§ To do
In the records below, find the line containing "Expected: one point per instance of the valley". Output it and every line after it to the end, unchanged, with no pictures.

§ Exercise inputs

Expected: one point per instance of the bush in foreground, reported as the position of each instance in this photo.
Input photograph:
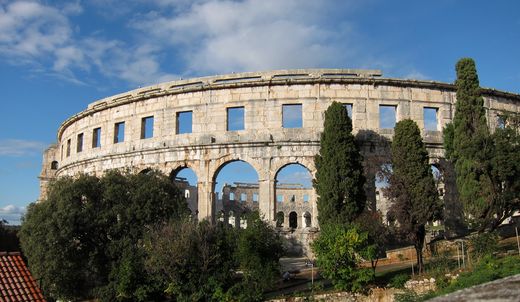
(339, 249)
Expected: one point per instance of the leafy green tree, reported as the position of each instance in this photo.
(85, 240)
(503, 172)
(339, 171)
(339, 249)
(379, 235)
(258, 252)
(201, 261)
(486, 165)
(57, 239)
(195, 259)
(411, 189)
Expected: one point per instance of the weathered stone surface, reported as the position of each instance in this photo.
(264, 143)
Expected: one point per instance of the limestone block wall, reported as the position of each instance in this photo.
(264, 142)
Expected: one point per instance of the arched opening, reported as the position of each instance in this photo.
(294, 191)
(145, 171)
(232, 218)
(293, 220)
(220, 216)
(307, 218)
(186, 180)
(235, 184)
(280, 217)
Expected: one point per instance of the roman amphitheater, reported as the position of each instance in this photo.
(146, 128)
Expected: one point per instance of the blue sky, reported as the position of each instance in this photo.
(58, 56)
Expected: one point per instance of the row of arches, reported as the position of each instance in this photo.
(235, 189)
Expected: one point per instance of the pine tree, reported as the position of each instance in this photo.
(411, 189)
(339, 177)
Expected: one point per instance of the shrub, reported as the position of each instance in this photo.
(399, 280)
(339, 249)
(484, 244)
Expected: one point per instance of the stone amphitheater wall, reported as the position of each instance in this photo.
(264, 143)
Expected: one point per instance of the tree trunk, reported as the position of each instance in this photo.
(419, 243)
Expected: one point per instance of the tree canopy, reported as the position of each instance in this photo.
(84, 240)
(200, 261)
(339, 170)
(486, 165)
(412, 189)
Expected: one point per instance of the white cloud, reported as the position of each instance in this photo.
(18, 147)
(12, 209)
(29, 29)
(225, 36)
(41, 35)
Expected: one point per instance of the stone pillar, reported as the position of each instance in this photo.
(206, 201)
(314, 213)
(267, 199)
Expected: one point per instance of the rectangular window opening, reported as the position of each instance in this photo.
(387, 116)
(119, 132)
(79, 143)
(235, 119)
(184, 122)
(430, 118)
(147, 127)
(96, 138)
(68, 147)
(292, 116)
(501, 121)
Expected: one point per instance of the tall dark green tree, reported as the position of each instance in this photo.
(85, 240)
(485, 165)
(339, 171)
(412, 189)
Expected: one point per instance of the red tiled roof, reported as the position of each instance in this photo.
(16, 282)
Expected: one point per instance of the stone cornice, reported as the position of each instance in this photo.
(266, 78)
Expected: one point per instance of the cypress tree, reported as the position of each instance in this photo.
(339, 177)
(468, 142)
(411, 189)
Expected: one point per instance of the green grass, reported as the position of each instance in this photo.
(488, 269)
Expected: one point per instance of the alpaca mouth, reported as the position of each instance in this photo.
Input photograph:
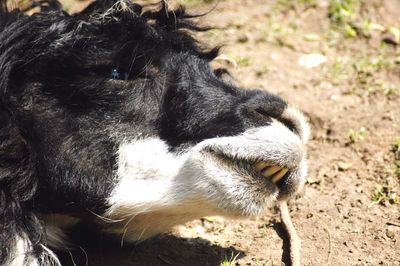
(263, 169)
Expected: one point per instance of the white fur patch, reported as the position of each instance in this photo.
(22, 255)
(158, 189)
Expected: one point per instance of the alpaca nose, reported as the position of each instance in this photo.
(264, 107)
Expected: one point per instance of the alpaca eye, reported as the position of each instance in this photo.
(115, 74)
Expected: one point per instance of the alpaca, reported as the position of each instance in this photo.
(114, 117)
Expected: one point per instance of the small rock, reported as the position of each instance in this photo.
(311, 37)
(390, 233)
(343, 166)
(312, 60)
(391, 36)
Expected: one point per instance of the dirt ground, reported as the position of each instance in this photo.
(349, 211)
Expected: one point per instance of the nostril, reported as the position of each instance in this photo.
(290, 125)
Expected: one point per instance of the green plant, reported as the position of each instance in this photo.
(356, 135)
(384, 195)
(396, 150)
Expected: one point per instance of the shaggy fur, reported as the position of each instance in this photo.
(113, 116)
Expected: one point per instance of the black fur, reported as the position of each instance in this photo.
(72, 86)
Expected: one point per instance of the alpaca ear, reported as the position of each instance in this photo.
(224, 74)
(21, 233)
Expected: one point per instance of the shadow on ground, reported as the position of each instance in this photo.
(163, 250)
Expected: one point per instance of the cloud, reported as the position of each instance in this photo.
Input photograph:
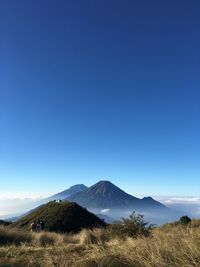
(104, 210)
(181, 200)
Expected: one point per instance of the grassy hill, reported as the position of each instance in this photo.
(172, 245)
(61, 217)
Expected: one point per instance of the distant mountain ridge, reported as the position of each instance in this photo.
(61, 217)
(105, 195)
(68, 192)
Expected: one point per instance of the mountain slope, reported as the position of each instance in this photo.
(61, 217)
(105, 195)
(68, 192)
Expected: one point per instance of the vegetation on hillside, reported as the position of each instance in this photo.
(61, 217)
(172, 245)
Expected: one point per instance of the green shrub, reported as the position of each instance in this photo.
(133, 226)
(47, 239)
(14, 236)
(184, 220)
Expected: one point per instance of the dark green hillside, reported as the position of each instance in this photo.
(61, 217)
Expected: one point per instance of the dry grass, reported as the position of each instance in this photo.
(169, 246)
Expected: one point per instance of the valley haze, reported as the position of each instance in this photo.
(109, 202)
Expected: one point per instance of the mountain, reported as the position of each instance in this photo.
(68, 192)
(61, 217)
(105, 195)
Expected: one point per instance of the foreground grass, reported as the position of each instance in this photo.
(171, 245)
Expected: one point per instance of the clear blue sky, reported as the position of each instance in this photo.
(95, 90)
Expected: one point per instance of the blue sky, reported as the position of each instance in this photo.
(94, 90)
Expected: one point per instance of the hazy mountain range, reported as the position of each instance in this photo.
(111, 203)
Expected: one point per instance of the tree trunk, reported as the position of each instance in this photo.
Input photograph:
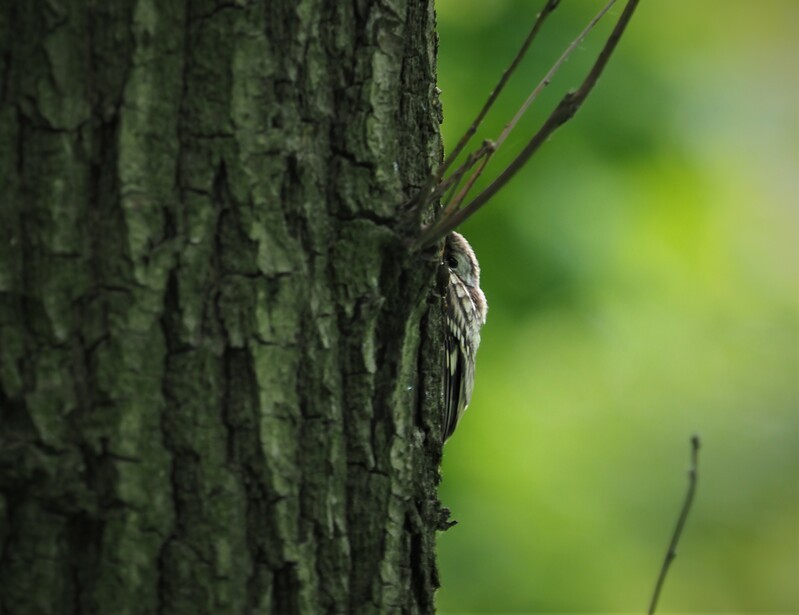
(219, 377)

§ Response to this exercise
Expected: one point per instance of the valley haze, reported as the position of each instance in this photo.
(109, 202)
Expected: one point per instance of the mountain, reported as the position of each instance in this photo.
(68, 192)
(61, 217)
(105, 195)
Expected: one point per instance of the foreground grass, reported as the position of each instance in this photo.
(171, 245)
Expected: one point per instance of the clear blue sky, reported as the position of each instance in this photo.
(95, 90)
Expected: one point per instance of the blue sky, reported as the position of each instance in this photo.
(94, 90)
Expected: one point per instance of the hazy mountain range, reported as the position of each instance in this photo.
(111, 203)
Expected: one point per instance of the tree trunk, reported as the position of each instance in this photo.
Input photograph:
(219, 377)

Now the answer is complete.